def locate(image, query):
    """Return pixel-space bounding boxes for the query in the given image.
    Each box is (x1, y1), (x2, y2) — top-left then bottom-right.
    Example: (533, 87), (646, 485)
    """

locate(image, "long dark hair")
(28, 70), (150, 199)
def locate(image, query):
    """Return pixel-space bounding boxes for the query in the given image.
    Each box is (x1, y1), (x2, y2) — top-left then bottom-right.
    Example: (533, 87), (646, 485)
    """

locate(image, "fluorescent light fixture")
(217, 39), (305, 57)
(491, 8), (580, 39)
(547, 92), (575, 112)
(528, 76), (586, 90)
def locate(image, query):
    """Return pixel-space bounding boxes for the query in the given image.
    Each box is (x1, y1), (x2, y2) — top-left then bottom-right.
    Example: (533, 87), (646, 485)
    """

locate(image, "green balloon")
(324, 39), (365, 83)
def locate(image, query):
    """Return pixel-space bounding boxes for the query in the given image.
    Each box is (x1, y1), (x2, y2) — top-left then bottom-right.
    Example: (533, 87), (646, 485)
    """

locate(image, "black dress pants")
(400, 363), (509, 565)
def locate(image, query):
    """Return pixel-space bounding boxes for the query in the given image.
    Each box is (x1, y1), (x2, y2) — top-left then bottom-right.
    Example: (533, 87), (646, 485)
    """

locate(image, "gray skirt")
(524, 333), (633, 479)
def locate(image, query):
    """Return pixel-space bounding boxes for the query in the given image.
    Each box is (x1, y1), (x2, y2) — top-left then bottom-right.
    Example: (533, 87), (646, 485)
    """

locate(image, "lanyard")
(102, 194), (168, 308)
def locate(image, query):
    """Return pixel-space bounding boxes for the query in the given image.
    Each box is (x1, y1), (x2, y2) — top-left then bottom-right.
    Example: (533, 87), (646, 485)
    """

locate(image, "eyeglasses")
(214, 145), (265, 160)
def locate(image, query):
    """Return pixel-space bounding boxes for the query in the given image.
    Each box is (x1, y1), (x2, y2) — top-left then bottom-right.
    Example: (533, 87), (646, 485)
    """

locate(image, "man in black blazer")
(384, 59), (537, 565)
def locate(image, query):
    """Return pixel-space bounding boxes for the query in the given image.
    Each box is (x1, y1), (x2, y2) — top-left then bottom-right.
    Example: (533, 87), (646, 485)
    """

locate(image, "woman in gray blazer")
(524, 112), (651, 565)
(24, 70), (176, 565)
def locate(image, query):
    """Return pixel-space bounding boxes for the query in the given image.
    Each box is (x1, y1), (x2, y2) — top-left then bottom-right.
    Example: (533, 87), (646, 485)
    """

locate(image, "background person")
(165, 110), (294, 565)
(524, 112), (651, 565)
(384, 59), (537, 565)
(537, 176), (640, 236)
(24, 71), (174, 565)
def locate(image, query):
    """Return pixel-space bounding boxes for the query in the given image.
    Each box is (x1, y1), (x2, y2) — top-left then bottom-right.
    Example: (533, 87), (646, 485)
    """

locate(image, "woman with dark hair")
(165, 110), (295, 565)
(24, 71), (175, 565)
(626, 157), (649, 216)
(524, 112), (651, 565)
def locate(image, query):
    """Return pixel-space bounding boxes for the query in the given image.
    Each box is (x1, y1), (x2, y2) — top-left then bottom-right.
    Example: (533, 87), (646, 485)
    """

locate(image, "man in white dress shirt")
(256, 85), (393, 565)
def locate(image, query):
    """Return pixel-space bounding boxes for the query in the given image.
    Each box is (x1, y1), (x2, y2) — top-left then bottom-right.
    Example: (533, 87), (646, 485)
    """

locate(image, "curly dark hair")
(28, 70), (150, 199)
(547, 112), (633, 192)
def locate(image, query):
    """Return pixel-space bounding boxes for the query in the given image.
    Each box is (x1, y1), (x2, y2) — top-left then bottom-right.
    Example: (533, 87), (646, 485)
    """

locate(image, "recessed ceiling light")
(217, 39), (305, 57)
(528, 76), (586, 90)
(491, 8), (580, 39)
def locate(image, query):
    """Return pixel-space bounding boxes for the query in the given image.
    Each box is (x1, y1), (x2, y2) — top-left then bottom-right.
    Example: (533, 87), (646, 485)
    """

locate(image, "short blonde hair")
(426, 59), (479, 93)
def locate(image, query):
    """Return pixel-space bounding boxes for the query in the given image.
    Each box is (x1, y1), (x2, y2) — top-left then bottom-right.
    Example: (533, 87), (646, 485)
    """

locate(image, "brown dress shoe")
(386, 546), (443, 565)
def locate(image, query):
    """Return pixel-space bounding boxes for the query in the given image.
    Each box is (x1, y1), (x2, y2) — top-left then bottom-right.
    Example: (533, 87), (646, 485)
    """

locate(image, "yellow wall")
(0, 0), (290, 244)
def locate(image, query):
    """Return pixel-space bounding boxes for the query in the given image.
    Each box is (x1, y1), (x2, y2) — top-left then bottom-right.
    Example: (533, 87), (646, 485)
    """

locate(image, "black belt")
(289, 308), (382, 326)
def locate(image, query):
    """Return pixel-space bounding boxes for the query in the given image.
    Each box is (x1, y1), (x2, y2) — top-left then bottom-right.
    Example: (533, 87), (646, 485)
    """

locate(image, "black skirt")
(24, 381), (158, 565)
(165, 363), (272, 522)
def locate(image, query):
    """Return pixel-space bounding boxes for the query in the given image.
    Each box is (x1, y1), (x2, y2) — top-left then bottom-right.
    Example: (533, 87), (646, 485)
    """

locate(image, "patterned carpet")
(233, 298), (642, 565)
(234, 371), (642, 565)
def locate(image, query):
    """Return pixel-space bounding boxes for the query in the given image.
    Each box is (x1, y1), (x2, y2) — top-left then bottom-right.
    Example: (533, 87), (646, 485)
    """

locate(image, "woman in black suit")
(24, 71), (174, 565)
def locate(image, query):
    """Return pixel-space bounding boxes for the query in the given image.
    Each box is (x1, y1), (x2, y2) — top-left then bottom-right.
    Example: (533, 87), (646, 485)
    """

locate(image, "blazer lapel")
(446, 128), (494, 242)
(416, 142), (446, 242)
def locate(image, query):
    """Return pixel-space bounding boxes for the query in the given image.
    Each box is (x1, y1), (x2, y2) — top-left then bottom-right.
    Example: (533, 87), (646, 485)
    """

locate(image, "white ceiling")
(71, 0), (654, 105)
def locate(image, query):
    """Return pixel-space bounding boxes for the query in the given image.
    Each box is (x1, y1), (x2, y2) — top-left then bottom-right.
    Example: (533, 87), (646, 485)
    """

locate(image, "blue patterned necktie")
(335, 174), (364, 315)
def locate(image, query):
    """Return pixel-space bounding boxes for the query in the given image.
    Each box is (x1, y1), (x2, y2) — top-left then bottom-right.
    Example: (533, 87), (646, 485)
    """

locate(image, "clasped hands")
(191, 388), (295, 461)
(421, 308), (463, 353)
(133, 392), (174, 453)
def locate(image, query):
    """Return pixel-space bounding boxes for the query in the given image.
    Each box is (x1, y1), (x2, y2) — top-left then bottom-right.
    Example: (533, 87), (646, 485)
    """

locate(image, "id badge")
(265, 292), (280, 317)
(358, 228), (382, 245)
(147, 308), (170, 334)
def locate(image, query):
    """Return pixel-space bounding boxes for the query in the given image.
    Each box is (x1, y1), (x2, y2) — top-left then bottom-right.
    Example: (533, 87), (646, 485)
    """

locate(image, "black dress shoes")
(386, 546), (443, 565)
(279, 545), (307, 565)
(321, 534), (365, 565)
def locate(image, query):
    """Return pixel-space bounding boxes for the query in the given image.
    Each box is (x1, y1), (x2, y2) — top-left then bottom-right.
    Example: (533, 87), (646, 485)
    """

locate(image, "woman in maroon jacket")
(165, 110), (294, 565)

• What needs to be done:
Identify every line in the entries above that contains the string "gray" and copy each one. Case counts.

• Written solution:
locate(image, "gray skirt")
locate(image, "woman in gray blazer")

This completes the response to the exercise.